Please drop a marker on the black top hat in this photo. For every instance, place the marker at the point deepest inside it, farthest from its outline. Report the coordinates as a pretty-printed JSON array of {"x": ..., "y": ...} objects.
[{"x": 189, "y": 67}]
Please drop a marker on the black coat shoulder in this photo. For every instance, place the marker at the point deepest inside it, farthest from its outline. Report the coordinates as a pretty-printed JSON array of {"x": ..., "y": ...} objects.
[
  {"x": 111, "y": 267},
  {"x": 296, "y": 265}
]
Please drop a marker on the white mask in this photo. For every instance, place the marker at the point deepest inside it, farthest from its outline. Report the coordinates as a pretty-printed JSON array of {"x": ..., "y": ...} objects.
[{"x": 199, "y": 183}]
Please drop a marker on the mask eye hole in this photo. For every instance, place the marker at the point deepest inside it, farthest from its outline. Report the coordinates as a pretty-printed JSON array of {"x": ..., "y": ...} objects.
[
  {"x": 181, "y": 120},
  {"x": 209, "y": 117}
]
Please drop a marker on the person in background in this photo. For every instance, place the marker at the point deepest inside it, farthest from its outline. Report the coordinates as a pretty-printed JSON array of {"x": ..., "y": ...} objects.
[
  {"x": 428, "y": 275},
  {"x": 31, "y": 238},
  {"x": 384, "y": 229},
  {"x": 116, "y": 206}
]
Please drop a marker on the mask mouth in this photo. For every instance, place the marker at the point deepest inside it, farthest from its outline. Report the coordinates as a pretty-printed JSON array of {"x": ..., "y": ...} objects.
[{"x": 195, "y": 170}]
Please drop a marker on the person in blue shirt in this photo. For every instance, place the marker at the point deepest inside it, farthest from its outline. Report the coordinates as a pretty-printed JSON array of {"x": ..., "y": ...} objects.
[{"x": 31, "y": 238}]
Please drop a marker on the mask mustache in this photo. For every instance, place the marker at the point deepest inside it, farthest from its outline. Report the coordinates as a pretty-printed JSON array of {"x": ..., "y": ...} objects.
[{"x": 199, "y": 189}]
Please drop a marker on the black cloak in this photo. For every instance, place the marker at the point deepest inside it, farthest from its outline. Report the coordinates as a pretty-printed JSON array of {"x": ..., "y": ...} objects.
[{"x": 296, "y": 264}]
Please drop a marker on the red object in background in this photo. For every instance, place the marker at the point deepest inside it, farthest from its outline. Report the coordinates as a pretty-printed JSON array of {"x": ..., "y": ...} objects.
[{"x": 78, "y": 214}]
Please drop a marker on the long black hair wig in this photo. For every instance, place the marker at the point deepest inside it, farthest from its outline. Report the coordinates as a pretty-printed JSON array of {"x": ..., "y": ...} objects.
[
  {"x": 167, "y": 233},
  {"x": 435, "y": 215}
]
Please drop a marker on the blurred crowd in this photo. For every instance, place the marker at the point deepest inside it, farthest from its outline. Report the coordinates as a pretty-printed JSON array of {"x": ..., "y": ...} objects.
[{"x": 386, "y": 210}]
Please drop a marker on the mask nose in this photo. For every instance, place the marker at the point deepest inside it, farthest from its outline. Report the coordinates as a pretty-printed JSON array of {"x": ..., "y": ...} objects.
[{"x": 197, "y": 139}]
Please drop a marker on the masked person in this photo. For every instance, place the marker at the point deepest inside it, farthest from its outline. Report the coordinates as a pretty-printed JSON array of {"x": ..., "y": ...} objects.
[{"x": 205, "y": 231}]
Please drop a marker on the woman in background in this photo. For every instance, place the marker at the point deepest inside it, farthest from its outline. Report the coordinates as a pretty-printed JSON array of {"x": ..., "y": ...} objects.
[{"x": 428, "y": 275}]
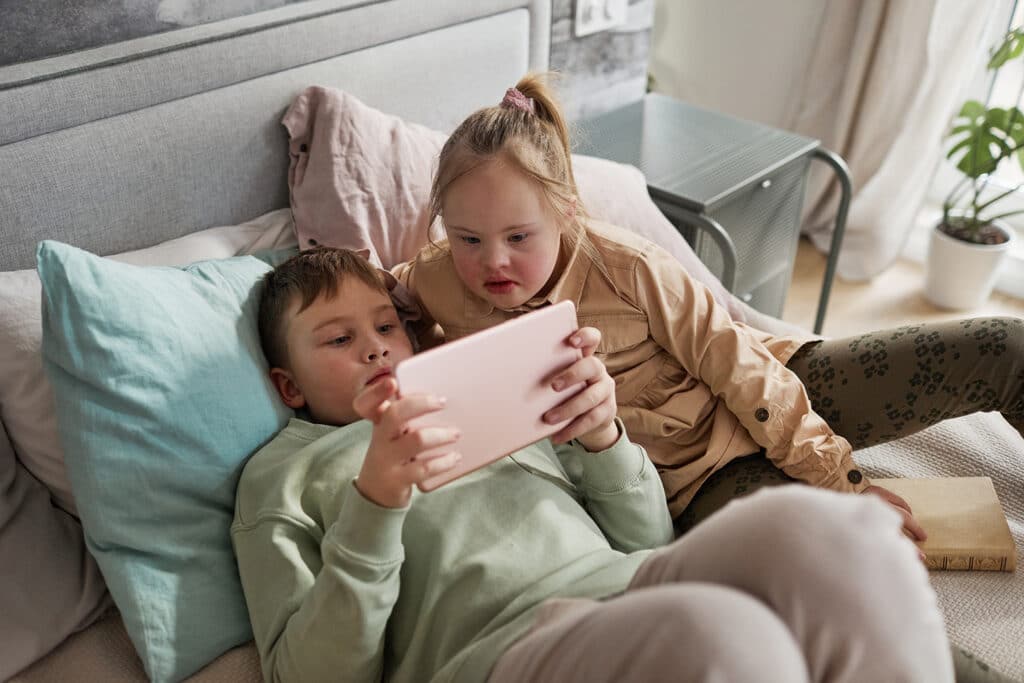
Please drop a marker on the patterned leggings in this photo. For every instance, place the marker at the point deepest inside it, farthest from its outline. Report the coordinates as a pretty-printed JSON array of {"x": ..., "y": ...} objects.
[{"x": 884, "y": 385}]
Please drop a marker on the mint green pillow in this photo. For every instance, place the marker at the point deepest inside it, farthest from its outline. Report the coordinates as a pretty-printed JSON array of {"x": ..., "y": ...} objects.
[{"x": 162, "y": 393}]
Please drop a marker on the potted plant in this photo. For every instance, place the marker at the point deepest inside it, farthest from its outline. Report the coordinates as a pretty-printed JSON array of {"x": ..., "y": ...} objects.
[{"x": 970, "y": 243}]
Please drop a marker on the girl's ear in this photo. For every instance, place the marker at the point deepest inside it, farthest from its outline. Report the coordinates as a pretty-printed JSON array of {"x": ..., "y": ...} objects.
[{"x": 287, "y": 388}]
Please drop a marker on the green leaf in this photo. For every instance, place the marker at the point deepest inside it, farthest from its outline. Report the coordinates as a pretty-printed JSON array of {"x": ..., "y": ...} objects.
[
  {"x": 1011, "y": 47},
  {"x": 983, "y": 137}
]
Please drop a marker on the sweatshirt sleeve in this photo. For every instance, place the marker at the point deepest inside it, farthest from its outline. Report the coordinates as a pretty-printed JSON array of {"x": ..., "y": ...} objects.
[
  {"x": 622, "y": 491},
  {"x": 320, "y": 606},
  {"x": 766, "y": 396}
]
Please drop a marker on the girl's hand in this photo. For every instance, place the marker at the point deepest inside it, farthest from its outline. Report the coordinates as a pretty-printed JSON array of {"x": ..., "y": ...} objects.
[
  {"x": 593, "y": 410},
  {"x": 394, "y": 462},
  {"x": 910, "y": 525}
]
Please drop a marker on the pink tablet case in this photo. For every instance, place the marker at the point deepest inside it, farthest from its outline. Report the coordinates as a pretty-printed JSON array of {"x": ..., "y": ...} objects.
[{"x": 498, "y": 385}]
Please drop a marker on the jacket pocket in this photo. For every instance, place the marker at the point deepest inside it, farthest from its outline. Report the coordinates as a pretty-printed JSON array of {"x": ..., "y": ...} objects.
[{"x": 617, "y": 334}]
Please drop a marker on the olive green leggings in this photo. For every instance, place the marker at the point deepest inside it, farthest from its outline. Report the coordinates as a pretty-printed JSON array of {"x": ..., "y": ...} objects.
[{"x": 885, "y": 385}]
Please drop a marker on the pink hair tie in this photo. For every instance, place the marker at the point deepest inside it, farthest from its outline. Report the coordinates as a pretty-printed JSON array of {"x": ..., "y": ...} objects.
[{"x": 516, "y": 100}]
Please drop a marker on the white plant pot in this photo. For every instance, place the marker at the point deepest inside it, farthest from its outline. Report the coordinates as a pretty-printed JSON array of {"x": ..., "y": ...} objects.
[{"x": 961, "y": 274}]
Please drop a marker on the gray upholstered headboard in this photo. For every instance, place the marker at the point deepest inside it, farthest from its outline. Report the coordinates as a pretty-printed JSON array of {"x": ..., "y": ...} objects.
[{"x": 123, "y": 146}]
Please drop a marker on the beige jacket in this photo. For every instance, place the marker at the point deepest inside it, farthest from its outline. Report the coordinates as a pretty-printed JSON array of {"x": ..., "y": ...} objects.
[{"x": 693, "y": 387}]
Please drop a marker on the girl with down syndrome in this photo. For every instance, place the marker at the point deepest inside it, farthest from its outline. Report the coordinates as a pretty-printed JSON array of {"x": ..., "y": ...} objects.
[{"x": 710, "y": 399}]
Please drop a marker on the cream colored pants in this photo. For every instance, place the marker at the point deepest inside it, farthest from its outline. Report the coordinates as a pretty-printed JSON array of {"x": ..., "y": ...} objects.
[{"x": 790, "y": 585}]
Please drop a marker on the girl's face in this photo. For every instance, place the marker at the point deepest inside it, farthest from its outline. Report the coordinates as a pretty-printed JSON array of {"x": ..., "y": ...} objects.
[{"x": 504, "y": 236}]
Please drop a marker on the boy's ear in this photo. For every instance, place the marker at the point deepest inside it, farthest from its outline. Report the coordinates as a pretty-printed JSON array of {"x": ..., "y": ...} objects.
[{"x": 287, "y": 388}]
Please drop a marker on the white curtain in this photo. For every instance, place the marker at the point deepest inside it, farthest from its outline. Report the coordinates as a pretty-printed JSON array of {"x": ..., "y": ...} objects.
[{"x": 877, "y": 81}]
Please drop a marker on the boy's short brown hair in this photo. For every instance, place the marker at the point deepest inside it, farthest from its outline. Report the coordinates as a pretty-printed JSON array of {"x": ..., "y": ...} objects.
[{"x": 305, "y": 276}]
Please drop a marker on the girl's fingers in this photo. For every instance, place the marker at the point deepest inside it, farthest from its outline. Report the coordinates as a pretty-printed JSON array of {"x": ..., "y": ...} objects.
[
  {"x": 589, "y": 370},
  {"x": 586, "y": 339}
]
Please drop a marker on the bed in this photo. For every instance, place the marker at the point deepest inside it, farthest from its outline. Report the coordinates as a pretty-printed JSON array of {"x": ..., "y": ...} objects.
[{"x": 169, "y": 150}]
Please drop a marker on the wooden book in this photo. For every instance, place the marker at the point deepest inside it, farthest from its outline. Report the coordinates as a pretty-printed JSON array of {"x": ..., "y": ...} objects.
[{"x": 966, "y": 526}]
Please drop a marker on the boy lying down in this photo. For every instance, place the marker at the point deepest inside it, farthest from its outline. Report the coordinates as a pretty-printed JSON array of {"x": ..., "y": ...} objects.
[{"x": 555, "y": 563}]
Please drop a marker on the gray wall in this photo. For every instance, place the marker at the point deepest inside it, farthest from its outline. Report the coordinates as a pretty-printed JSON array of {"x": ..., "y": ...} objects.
[
  {"x": 600, "y": 72},
  {"x": 604, "y": 70}
]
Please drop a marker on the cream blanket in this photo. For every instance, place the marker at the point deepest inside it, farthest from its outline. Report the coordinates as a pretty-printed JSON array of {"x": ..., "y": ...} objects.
[{"x": 984, "y": 610}]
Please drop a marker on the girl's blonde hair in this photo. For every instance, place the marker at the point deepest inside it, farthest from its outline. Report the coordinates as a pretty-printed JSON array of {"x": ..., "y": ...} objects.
[{"x": 536, "y": 142}]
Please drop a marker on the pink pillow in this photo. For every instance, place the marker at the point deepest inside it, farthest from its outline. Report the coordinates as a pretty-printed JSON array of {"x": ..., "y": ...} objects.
[{"x": 360, "y": 179}]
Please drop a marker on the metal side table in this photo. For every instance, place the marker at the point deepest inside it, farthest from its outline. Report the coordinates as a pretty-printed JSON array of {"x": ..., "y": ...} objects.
[{"x": 733, "y": 188}]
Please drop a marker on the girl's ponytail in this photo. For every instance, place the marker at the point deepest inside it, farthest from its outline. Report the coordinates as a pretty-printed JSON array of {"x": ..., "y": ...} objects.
[{"x": 536, "y": 86}]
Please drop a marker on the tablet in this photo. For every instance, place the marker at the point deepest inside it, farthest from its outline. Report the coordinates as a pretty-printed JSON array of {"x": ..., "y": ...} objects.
[{"x": 498, "y": 386}]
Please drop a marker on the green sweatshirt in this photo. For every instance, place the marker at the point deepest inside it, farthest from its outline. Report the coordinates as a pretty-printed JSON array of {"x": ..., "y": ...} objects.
[{"x": 341, "y": 589}]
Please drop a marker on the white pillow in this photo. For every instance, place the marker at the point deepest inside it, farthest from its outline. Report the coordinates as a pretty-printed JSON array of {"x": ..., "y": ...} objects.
[{"x": 26, "y": 397}]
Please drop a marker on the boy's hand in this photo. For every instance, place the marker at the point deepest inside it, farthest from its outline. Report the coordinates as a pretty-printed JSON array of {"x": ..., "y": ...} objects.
[
  {"x": 394, "y": 461},
  {"x": 593, "y": 410},
  {"x": 910, "y": 525}
]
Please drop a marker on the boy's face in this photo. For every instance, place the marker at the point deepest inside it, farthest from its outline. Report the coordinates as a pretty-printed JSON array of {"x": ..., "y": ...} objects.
[{"x": 338, "y": 346}]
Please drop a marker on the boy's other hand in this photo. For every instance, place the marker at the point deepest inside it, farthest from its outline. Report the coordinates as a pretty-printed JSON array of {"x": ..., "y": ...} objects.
[
  {"x": 593, "y": 410},
  {"x": 394, "y": 461}
]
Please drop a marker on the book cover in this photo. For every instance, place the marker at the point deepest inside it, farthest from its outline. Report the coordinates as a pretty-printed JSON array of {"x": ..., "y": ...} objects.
[{"x": 966, "y": 525}]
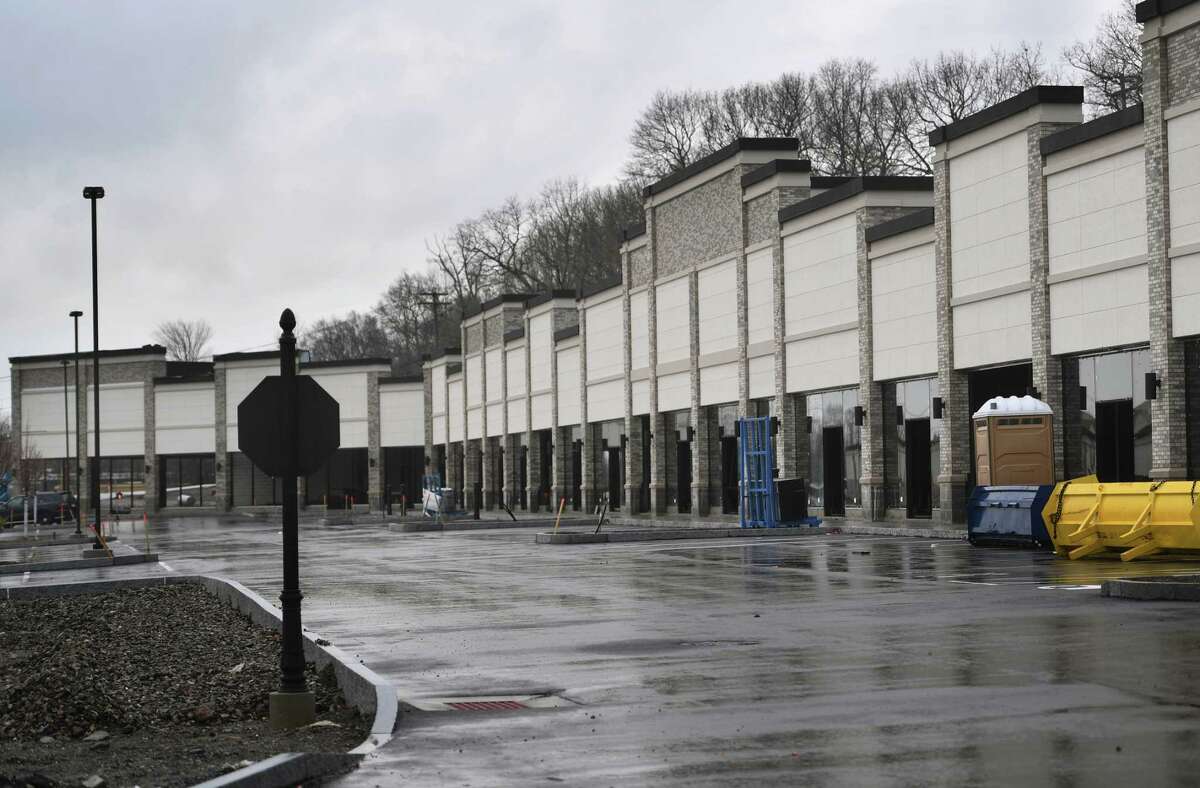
----
WORK INSTRUCTIONS
When you find the line that contains "Please drop a marker on the boy's other", retype it and every line after it through the end of the data above, exactly, with no pictures.

TASK OUTPUT
Please drop a marker on the boy's other hand in this photo. For every instance, place the marker at the point deepest inside it, farthest from its outline. Report the coordinates as a pretty-printed JSON array of {"x": ..., "y": ...} objects.
[
  {"x": 593, "y": 410},
  {"x": 394, "y": 461}
]
Please drop a marker on the book cover in this photo. For every instance, place the marker at the point deepest inside it, farthest from its outline. Report the coordinates as a pretty-printed JSON array of {"x": ..., "y": ...} objects.
[{"x": 966, "y": 525}]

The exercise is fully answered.